- Work to complete:
1. Answer these questions using the Mallory Ladd profile:
(a) What new role has Ladd recently started?
(b) In what year did Ladd complete her PhD, and at which center?
(c) What fellowship did Ladd win in 2014, and from which organization?
2. Summarize the Mallory Ladd profile in two sentences.

- Text under study:
↓↓↓

Mallory Ladd recently started a new role as a scientific analyst for the director of Surface Warfare (N96), within the Office of the Chief of Naval Operations at the U.S. Navy and Marine Corps’ Center for Naval Analyses (CNA), a federally-funded, nonprofit research and analysis organization in Arlington, Va.
Ladd previously specialized in Arctic maritime operations, training and readiness with interests in cyberspace operations and climate security.
Ladd completed her PhD in Energy Science and Engineering with a concentration in analytical chemistry at UT-ORII’s Bredesen Center in 2018 at the University of Tennessee, Knoxville.
Ladd won a prestigious Graduate Research Fellowship from the National Science Foundation in 2014 and developed a top website where program applicants can view examples of past successful essays and suggested best practices.

↑↑↑

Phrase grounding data
↓↓↓

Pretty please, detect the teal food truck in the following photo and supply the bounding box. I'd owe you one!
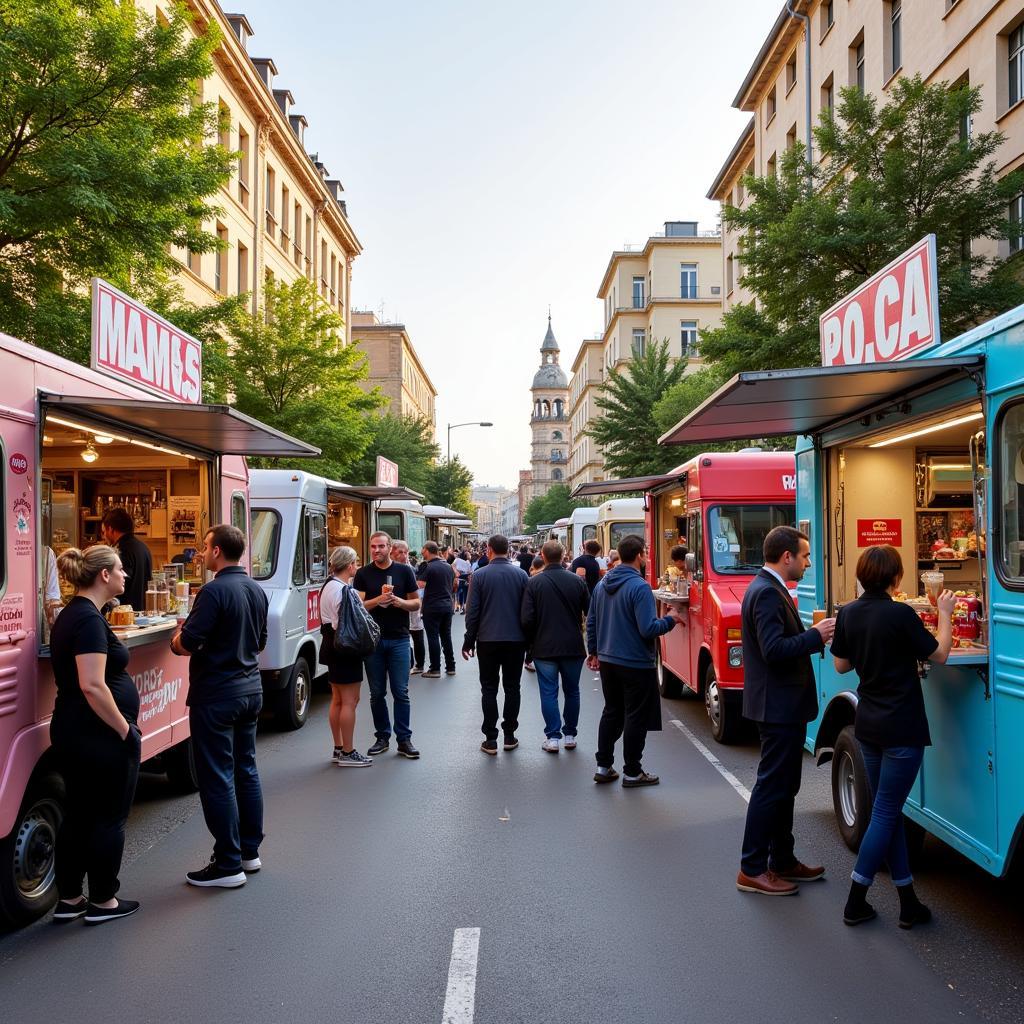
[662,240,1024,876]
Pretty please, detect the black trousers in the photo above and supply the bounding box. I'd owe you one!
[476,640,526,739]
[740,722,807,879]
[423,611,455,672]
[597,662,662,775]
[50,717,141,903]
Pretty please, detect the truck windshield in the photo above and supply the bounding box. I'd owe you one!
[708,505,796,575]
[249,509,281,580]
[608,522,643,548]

↑↑↑
↓↓↓

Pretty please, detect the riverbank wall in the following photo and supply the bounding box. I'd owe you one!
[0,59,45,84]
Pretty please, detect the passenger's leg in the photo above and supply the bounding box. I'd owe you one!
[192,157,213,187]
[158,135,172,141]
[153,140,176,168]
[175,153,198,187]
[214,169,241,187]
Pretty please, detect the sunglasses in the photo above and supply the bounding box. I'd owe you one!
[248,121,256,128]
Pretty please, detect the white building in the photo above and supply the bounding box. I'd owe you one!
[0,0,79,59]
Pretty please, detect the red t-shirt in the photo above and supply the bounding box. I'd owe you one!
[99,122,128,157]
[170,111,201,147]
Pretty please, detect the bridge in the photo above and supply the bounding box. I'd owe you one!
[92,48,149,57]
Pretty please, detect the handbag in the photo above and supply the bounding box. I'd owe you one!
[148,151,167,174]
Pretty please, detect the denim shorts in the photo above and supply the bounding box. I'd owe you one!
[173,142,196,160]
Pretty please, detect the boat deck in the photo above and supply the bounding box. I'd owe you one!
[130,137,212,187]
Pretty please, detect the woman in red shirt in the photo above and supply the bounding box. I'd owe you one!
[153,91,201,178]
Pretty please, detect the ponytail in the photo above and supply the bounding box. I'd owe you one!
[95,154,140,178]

↑↑↑
↓↓↓

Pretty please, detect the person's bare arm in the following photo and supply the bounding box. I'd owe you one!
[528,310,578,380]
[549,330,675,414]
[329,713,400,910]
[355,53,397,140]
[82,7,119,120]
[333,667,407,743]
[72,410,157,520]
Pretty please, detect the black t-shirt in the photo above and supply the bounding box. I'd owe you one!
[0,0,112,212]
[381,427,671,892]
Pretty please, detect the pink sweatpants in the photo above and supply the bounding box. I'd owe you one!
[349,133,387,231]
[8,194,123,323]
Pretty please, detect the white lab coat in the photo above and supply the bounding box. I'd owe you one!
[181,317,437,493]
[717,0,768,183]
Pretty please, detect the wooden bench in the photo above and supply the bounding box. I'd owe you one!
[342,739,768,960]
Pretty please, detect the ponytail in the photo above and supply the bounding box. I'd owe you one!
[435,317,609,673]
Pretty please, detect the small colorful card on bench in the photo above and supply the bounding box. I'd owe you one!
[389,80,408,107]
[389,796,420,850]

↑↑↑

- Outputs in order:
1.
(a) She is a scientific analyst for the director of Surface Warfare (N96), within the Office of the Chief of Naval Operations at the Center for Naval Analyses (CNA).
(b) She completed it in 2018 at UT-ORII's Bredesen Center at the University of Tennessee, Knoxville.
(c) She won a Graduate Research Fellowship from the National Science Foundation.

2. Mallory Ladd recently became a scientific analyst for the director of Surface Warfare (N96) at the Center for Naval Analyses, a federally funded nonprofit research and analysis organization in Arlington, Va., after previously specializing in Arctic maritime operations, training and readiness. She earned a PhD in Energy Science and Engineering from UT-ORII's Bredesen Center in 2018, and in 2014 she won a National Science Foundation Graduate Research Fellowship and developed a website with examples of past successful essays for program applicants.